» SUPPLIED TEXT
As U.S. food prices continue to rise, shoppers are challenged to find more economical ways to buy groceries and prepare healthy meals. Here are 10 tips for stretching your food dollar.
1. Plan Menus and Make a List
A sure way to overspend is by wandering aimlessly through the aisles and tossing whatever looks good into your cart. Instead, plan menus and write a shopping list that corresponds with the store aisles. Look for menu planning and recipe help on your supermarket's website. Many feature tools for planning and pricing meals.
2. Use Coupons and Rewards Cards
Did you know the Sunday inserts in your local paper have anywhere from $50 to $75 worth of coupons in them? Clipping coupons or printing them from websites can save you 10 to 15% on your grocery bill.
Also consider joining your supermarket's shopper's club or app. Not only will you enjoy price specials, but you may receive additional coupons for items you regularly purchase at check-out or by email.

» QUESTIONS
(1) According to the grocery-savings tips, how much can clipping or printing coupons save on a grocery bill?
(2) In the grocery-savings tips, copy out the passage between "As U.S. food" and "your grocery bill.", inclusive.
(3) Write the next part of the grocery-savings tips, picking up after its last sentence.

» INFORMATION SHOWN
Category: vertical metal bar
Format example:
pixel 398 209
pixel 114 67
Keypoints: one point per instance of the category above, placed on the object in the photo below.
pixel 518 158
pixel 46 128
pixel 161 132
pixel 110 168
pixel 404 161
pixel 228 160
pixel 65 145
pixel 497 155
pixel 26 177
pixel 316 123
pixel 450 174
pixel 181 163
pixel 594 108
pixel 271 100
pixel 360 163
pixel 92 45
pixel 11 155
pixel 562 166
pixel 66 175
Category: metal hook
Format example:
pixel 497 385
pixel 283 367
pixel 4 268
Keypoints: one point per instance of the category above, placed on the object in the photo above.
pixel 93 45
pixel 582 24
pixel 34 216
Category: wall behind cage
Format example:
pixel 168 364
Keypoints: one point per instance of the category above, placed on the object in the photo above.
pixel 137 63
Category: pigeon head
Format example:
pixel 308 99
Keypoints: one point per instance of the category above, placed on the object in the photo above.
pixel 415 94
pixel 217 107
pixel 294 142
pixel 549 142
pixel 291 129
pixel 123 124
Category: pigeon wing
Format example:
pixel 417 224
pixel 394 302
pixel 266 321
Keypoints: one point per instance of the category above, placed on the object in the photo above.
--
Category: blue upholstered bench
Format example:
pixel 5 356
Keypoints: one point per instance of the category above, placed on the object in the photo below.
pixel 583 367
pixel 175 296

» EXPECTED RESPONSES
(1) 10 to 15%

(2)
As U.S. food prices continue to rise, shoppers are challenged to find more economical ways to buy groceries and prepare healthy meals. Here are 10 tips for stretching your food dollar.
1. Plan Menus and Make a List
A sure way to overspend is by wandering aimlessly through the aisles and tossing whatever looks good into your cart. Instead, plan menus and write a shopping list that corresponds with the store aisles. Look for menu planning and recipe help on your supermarket's website. Many feature tools for planning and pricing meals.
2. Use Coupons and Rewards Cards
Did you know the Sunday inserts in your local paper have anywhere from $50 to $75 worth of coupons in them? Clipping coupons or printing them from websites can save you 10 to 15% on your grocery bill.

(3)
3. Buy Store Brands
Many shoppers say they are economizing by buying store brand products (also known as private label). Private label brands can be anywhere from 15 to 20% less expensive than their national brand counterparts while the quality of the food may match the national brand.
4. Buy On Sale and In Bulk
Cruising the aisle for sales on shelf-stable items or products you use regularly is a great way to save money. However, buy larger quantities only if you have proper storage space and will use the food before it spoils.
5. Compare Unit Prices
Use the "unit price" (price per pound, ounce or pint) to compare national brands with store brands, or bulk and economy-sizes with single-serve or regular-size packages. Many stores show the unit price on a shelf tag.
6. Read Food Labels
Compare nutrients using the % Daily Value on the Nutrition Facts label. Five percent or less is low – try to aim low in saturated fat and sodium. Twenty percent or more is high – try to aim high in fiber, vitamins and minerals.
7. Focus on Whole Foods
While processed foods such as whole-grain bread and pasta, canned fruit and tofu are affordable staples, steer clear of highly processed snack and convenience foods. Aim to fill your cart mostly with vegetables, fruits, whole grains and protein foods including beans and peanut butter.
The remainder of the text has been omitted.